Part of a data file
++++++++

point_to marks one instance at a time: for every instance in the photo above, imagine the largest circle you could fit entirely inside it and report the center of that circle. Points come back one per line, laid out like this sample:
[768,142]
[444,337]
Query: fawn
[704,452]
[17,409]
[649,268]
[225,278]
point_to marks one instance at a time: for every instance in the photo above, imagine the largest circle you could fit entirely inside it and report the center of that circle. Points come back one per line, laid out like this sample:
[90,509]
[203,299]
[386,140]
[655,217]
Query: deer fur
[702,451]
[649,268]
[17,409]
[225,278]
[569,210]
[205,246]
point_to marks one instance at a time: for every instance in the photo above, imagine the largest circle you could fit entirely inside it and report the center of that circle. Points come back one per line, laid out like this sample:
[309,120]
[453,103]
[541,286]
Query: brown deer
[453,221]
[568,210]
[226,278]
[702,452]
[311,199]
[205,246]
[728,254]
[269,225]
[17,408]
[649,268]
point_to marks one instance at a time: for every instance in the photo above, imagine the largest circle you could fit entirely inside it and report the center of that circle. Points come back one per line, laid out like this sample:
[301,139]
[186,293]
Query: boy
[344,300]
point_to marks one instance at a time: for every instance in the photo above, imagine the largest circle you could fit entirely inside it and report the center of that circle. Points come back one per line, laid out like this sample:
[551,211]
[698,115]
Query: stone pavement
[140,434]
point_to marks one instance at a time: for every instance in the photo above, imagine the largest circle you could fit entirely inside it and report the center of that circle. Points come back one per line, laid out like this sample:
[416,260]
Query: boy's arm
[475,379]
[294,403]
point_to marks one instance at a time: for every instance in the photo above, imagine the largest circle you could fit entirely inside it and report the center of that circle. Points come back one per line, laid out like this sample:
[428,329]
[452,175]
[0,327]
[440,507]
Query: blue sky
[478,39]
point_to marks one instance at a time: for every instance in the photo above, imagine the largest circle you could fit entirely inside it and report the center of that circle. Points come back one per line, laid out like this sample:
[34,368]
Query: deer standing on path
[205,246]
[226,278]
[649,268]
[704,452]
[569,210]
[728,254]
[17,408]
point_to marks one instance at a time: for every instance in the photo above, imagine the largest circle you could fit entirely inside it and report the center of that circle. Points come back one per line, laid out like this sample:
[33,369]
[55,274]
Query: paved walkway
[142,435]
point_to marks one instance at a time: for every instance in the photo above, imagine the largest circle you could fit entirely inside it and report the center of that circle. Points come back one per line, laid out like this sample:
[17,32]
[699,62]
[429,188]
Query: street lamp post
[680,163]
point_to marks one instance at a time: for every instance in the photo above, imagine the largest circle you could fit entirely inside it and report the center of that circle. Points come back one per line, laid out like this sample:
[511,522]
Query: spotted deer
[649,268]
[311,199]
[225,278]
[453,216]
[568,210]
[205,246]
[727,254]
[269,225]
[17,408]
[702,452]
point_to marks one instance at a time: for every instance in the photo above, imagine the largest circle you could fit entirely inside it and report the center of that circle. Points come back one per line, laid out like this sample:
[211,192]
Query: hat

++++++++

Description of the task:
Count how many lines of the records contain the string "Query", treating case as significant, and give only that number.

Solution to the exercise:
12